━━ Provided passage

Discussion and conclusion

The dimylid fauna from Ahníkov 1 contains four species: Dimylus aff. paradoxus, Plesiodimylus sp., Chainodus intercedens and Lacrimodon vandermeuleni. L. vandermeuleni is the most numerous dimylid from Ahníkov 1, making up more than 50 % of the assemblage. The species is represented by 38 mandibles and mandible fragments, whereas Dimylus, Chainodus and Plesiodimylus are represented by 13, ten and three specimens, respectively.

The evolutionary history of the Dimylidae is remarkable. On the one hand, it has produced some of the most bizarre dental morphologies in small mammals, with strongly amblyodont and exoedaenodont dentition. More importantly, however, most of the evolution took place in a restricted area and relatively short period of time. Well over 90 % of all dimylid fossils have been found in Central European localities, and most taxa are known from the early Miocene. The localities Lautern 2 (MN 1) and Ulm-Westtangente (MN 2) each have three species of the family (Ziegler 1990, 2006a; Ziegler and Werner 1994). Much of the evolution of the Dimylidae therefore seems to have taken place in the coastal areas of the western Paratethys. With four genera and an equal number of species, Ahníkov 1 has the highest recorded dimylid diversity. It is also the last time period that we see such a diversity. At MN 3 localities, such as Wintershof-West, Stubersheim and Petersbuch 28 (Ziegler 1990; Klietmann et al. 2014), only the genera Plesiodimylus and Chainodus are present.

━━━━
━━ Supplied data

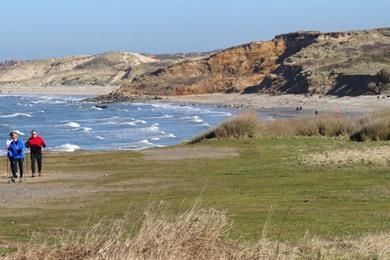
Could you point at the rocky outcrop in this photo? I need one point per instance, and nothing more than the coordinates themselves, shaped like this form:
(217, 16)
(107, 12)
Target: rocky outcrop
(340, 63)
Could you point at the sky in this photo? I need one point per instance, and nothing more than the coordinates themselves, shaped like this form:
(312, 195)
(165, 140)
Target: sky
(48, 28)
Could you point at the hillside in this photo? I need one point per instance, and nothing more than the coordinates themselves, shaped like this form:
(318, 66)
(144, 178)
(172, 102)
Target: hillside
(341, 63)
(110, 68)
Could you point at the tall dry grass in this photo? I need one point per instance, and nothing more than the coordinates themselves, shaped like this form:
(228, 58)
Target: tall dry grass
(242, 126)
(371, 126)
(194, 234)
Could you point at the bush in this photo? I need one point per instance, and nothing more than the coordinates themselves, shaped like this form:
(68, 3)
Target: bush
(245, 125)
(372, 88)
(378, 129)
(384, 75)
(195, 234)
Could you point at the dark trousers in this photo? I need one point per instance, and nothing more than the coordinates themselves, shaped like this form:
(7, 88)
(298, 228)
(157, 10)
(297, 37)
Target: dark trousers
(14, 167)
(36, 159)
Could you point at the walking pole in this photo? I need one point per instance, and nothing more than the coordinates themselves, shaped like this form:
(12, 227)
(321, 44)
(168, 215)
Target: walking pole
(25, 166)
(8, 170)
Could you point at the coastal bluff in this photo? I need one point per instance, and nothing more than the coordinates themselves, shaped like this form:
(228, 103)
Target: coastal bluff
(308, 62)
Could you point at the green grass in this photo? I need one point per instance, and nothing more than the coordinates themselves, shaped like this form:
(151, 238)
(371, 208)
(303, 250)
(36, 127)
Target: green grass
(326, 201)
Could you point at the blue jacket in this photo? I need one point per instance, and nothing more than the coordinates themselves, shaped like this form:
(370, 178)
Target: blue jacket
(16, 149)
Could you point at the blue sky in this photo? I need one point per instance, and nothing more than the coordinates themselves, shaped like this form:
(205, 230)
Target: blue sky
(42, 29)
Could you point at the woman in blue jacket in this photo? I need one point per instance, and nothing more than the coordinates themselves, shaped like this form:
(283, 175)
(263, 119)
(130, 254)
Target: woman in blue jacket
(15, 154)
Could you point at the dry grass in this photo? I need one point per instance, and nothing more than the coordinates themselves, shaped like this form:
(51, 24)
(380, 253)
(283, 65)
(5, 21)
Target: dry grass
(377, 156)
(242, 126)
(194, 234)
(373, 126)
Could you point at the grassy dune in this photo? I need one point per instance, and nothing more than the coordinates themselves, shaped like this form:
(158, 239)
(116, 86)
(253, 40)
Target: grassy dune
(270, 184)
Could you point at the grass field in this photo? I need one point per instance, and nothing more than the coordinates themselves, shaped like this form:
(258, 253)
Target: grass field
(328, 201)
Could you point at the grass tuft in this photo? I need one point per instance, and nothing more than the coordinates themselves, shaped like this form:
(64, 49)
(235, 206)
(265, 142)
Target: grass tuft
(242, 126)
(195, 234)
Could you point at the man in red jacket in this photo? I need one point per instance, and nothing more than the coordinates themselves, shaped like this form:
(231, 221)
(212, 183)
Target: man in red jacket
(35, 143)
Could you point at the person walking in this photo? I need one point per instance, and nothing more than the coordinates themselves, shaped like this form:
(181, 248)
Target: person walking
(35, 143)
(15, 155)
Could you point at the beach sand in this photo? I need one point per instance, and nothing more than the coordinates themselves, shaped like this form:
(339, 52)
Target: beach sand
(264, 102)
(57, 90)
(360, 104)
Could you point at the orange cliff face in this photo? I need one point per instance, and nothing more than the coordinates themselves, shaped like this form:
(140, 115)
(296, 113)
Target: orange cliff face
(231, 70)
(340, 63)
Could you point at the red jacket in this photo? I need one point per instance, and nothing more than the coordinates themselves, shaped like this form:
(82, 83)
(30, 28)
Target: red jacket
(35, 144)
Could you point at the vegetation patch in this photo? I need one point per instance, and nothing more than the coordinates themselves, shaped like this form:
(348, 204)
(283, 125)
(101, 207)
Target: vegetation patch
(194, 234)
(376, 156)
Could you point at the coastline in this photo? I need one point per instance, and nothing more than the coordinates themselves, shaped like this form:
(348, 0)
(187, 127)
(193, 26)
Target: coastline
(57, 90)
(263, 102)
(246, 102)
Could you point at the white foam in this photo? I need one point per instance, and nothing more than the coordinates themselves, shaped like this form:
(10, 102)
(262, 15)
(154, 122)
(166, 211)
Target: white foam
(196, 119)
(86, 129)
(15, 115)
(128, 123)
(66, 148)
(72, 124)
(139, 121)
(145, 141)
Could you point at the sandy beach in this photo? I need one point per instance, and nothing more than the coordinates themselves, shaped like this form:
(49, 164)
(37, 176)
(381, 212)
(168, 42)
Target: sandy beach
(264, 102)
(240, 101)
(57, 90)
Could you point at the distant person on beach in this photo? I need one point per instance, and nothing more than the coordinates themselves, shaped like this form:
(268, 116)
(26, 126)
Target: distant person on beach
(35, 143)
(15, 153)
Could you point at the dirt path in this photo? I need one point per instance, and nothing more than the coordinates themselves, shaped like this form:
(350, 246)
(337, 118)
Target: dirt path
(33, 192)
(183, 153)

━━━━
━━ Supplied data

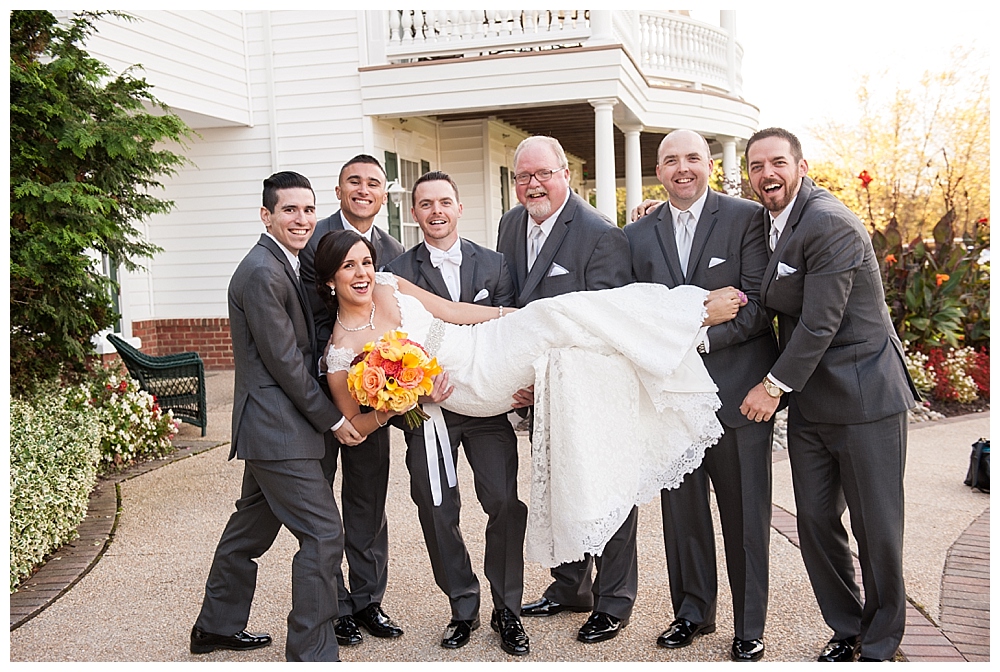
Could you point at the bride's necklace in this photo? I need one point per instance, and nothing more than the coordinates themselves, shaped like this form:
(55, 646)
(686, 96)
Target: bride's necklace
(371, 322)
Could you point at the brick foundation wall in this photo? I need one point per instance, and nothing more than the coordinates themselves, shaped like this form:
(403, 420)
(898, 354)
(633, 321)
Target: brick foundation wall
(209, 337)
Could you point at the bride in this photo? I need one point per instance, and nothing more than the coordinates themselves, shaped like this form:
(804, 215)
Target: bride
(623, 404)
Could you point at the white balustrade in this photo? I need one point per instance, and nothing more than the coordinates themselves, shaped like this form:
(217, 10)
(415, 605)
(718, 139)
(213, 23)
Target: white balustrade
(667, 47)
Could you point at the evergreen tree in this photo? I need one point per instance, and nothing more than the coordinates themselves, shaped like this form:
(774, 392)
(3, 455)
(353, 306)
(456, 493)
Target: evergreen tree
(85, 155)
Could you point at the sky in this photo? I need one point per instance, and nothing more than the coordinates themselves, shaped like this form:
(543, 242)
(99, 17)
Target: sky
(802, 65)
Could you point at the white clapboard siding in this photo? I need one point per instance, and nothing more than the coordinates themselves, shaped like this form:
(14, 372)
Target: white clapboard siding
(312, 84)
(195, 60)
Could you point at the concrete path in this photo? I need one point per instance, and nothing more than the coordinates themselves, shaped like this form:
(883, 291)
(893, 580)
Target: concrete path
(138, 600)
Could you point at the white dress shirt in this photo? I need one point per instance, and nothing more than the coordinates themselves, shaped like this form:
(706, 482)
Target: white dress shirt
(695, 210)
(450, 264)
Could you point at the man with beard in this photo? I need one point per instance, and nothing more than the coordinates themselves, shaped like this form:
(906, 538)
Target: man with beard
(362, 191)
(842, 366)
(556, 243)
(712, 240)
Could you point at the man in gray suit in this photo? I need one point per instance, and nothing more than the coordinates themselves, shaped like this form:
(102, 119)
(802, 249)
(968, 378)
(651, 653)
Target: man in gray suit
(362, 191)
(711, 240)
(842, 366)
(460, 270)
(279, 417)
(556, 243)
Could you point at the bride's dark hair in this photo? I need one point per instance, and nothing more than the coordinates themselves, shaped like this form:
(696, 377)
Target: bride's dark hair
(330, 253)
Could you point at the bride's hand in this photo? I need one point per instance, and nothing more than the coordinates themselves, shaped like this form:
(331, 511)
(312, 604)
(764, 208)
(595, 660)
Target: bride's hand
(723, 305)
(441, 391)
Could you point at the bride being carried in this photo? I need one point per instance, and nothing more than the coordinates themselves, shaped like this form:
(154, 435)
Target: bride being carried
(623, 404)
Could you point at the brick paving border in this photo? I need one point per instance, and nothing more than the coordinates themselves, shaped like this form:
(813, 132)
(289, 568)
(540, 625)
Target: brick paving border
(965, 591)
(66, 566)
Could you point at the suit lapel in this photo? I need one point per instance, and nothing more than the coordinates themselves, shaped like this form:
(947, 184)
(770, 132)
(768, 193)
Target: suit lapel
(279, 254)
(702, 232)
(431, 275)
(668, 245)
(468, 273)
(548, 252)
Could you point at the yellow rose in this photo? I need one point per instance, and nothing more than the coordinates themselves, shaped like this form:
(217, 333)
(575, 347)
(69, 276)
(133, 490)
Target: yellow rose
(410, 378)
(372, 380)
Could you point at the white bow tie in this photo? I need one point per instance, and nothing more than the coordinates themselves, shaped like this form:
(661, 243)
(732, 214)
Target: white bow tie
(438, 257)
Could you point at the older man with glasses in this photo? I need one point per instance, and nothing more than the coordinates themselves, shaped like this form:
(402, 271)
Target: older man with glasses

━━━━

Exercise objective ▸ Please give the number of mandibles and mandible fragments that represent Lacrimodon vandermeuleni at Ahníkov 1, according to the passage on dimylid fauna.

Worked solution ▸ 38